TASK DATA:

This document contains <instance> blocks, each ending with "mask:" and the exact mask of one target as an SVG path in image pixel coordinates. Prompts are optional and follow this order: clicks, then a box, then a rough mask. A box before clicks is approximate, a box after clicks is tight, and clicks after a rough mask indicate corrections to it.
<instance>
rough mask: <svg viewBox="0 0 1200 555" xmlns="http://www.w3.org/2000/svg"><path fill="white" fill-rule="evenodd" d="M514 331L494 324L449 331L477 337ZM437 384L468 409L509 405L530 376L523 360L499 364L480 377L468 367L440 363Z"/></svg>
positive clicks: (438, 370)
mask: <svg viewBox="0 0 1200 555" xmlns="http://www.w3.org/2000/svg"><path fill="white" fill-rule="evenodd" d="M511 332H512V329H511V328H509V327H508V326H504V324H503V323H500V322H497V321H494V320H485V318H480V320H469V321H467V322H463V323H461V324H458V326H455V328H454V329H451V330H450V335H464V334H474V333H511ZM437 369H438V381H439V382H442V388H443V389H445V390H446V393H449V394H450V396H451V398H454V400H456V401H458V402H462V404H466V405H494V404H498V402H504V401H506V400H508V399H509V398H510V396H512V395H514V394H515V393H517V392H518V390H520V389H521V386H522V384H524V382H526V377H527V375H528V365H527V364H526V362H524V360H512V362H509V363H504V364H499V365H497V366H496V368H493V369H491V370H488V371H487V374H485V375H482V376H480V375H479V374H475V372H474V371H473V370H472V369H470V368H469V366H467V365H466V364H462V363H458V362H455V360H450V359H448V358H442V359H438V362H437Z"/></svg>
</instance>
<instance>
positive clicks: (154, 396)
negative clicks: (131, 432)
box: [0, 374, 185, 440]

AIM OF THE EXERCISE: Write out each line exactly, as it is shown above.

RESULT FOR THIS TASK:
This document contains <instance> blocks, each ending with "mask:" and the exact mask of one target as an SVG path in image pixel coordinates. Prompts are optional and follow this order: clicks, then a box, then a rough mask. A box before clicks is approximate, a box after clicks is tight, and clicks after a rough mask indicate corrections to it.
<instance>
rough mask: <svg viewBox="0 0 1200 555" xmlns="http://www.w3.org/2000/svg"><path fill="white" fill-rule="evenodd" d="M514 331L494 324L449 331L477 337ZM437 384L468 409L509 405L530 376L523 360L499 364L480 377L468 367L440 363Z"/></svg>
positive clicks: (438, 370)
mask: <svg viewBox="0 0 1200 555" xmlns="http://www.w3.org/2000/svg"><path fill="white" fill-rule="evenodd" d="M511 332H512V329H511V328H509V327H508V326H504V324H503V323H500V322H497V321H494V320H485V318H480V320H469V321H467V322H463V323H461V324H458V326H455V328H454V329H451V330H450V335H464V334H474V333H511ZM437 369H438V381H439V382H442V388H443V389H445V390H446V393H449V394H450V396H451V398H454V400H456V401H458V402H462V404H466V405H494V404H498V402H504V401H506V400H508V399H509V398H510V396H512V395H514V394H515V393H517V392H518V390H520V389H521V386H522V384H524V382H526V377H527V375H528V365H527V364H526V362H524V360H512V362H509V363H504V364H499V365H497V366H496V368H493V369H491V370H488V371H487V374H485V375H482V376H480V375H479V374H475V372H474V371H473V370H472V369H470V368H469V366H467V365H466V364H462V363H458V362H455V360H450V359H448V358H442V359H438V362H437Z"/></svg>
</instance>
<instance>
positive clicks: (154, 396)
negative clicks: (131, 432)
box: [0, 374, 185, 440]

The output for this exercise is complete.